• Saved entries:
■ ■ ■ ■ ■ ■ ■

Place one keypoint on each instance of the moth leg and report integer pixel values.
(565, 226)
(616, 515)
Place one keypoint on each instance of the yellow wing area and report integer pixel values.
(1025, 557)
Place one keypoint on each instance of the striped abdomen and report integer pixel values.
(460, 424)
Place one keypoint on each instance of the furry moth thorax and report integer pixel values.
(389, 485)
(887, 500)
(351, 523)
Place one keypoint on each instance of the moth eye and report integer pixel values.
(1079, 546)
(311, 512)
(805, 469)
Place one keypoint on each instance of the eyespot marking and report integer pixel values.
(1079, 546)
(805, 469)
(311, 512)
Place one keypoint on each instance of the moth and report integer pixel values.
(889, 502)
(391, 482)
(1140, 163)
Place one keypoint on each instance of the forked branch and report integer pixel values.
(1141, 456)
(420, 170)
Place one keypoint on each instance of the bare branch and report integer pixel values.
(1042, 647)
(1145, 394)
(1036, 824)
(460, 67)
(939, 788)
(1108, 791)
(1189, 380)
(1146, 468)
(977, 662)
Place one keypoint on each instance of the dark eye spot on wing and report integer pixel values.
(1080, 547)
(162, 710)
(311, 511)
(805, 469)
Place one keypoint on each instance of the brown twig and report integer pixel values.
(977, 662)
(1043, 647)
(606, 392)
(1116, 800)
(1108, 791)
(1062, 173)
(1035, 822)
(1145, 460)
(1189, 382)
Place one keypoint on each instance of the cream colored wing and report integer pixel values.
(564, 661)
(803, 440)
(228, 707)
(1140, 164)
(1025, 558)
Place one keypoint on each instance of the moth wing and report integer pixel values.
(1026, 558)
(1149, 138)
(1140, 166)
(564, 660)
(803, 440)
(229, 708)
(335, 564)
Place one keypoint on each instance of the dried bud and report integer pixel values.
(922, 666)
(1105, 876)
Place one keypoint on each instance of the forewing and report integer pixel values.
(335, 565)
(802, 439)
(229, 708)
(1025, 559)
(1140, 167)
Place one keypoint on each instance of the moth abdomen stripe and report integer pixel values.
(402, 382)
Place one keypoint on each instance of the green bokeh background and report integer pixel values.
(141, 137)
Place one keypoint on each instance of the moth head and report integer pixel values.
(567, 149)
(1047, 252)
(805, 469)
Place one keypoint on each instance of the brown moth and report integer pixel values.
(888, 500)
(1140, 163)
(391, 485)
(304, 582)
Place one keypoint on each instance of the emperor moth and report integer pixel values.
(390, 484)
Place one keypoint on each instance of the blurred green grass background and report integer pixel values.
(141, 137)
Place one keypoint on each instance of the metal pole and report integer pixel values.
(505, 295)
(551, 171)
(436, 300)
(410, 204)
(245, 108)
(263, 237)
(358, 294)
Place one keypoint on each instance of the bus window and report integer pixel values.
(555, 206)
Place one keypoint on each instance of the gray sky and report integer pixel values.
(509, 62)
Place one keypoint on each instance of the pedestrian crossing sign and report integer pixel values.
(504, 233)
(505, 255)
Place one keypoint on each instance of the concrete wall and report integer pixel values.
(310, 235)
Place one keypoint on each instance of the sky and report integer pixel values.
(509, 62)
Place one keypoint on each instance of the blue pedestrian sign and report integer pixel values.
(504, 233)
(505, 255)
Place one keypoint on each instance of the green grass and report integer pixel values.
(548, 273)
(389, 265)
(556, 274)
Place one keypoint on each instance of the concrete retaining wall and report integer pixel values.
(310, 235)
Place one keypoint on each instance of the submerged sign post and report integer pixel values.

■ ■ ■ ■ ■ ■ ■

Each entry above needs to be duplicated exactly.

Place one keypoint on each instance of the moth leg and report integer pixel values.
(565, 226)
(616, 515)
Place one keypoint on each instance of the yellow wing area and report integer pixel values.
(1025, 557)
Place one keypoint on each instance of the striped abdomen and report integer pixel values.
(460, 424)
Place one keypoint on each instance of the furry moth thorax and report integer pixel values.
(389, 485)
(887, 500)
(351, 523)
Place one keypoint on each instance of the moth eye and report integer pixel values.
(1079, 546)
(311, 512)
(805, 469)
Place one keypoint on each instance of the eyespot marking and report integer pixel values.
(1079, 546)
(805, 469)
(311, 512)
Place one keypoint on each instance of the moth and report integer pixel values.
(889, 502)
(391, 482)
(1140, 163)
Place one keypoint on each instance of the forked branch and report integer pixel values.
(1141, 456)
(420, 170)
Place one keypoint on each instance of the bare branch and report integer pixel values.
(1042, 647)
(1145, 394)
(1036, 824)
(460, 67)
(939, 788)
(1108, 791)
(1189, 380)
(1146, 468)
(977, 662)
Place one keypoint on each instance of the dark eye spot on wing and report integer pixel values.
(1080, 547)
(162, 710)
(311, 511)
(805, 469)
Place one keypoint on each instance of the brown twig and report integer pixel values.
(977, 662)
(1043, 647)
(606, 392)
(1116, 800)
(1108, 791)
(1062, 173)
(1035, 822)
(1145, 460)
(1189, 382)
Place one keypoint on each instance of the cream colored wing and report integer pixel values.
(564, 661)
(803, 440)
(228, 707)
(1140, 164)
(1025, 558)
Place one keypoint on each instance of the moth wing and report integer pixel values.
(1026, 558)
(1149, 138)
(1140, 166)
(564, 660)
(803, 440)
(229, 708)
(335, 564)
Place one keypoint on each instance of the dried bud and report integer pixel values.
(922, 666)
(1105, 876)
Place one keypoint on each instance of the forewing and report integer pixel values.
(335, 565)
(802, 439)
(229, 708)
(1025, 559)
(1140, 167)
Place one keypoint on each instance of the moth abdomen stripe and report integer pixel values.
(402, 382)
Place one keypoint on each instance of the green bokeh background and report integer pixel values.
(141, 137)
Place one keypoint on each instance of the moth head and report integer pixel values.
(567, 149)
(1047, 252)
(805, 469)
Place one keypoint on each instance of the brown moth and report integer pixel values.
(888, 500)
(1140, 163)
(391, 485)
(304, 582)
Place one keypoint on each instance of the emperor moth and report integer pixel values.
(390, 484)
Place one keypoint on each instance of the blurred green grass background and report integer pixel values.
(141, 137)
Place one keypoint on each instance of the metal pole and report integer pixel values.
(505, 295)
(551, 171)
(436, 300)
(410, 204)
(245, 108)
(263, 237)
(358, 294)
Place one keypoint on each instance of the bus window and report integer pixel values.
(555, 206)
Place one keypoint on each instance of the gray sky and report integer pixel values.
(509, 62)
Place one keypoint on each instance of the pedestrian crossing sign and report integer pixel values.
(504, 233)
(505, 255)
Place one keypoint on each instance of the concrete wall and report integer pixel values.
(310, 235)
Place one keypoint on each instance of the sky and report integer pixel values.
(509, 62)
Place one keypoint on each instance of the blue pedestrian sign and report integer pixel values.
(504, 233)
(505, 255)
Place one keypoint on each instance of the green grass and report integer pixel values.
(548, 273)
(389, 265)
(556, 274)
Place one keypoint on each instance of the concrete retaining wall and report integer pixel values.
(310, 235)
Place one keypoint on each instance of the submerged sign post and report integer pixel values.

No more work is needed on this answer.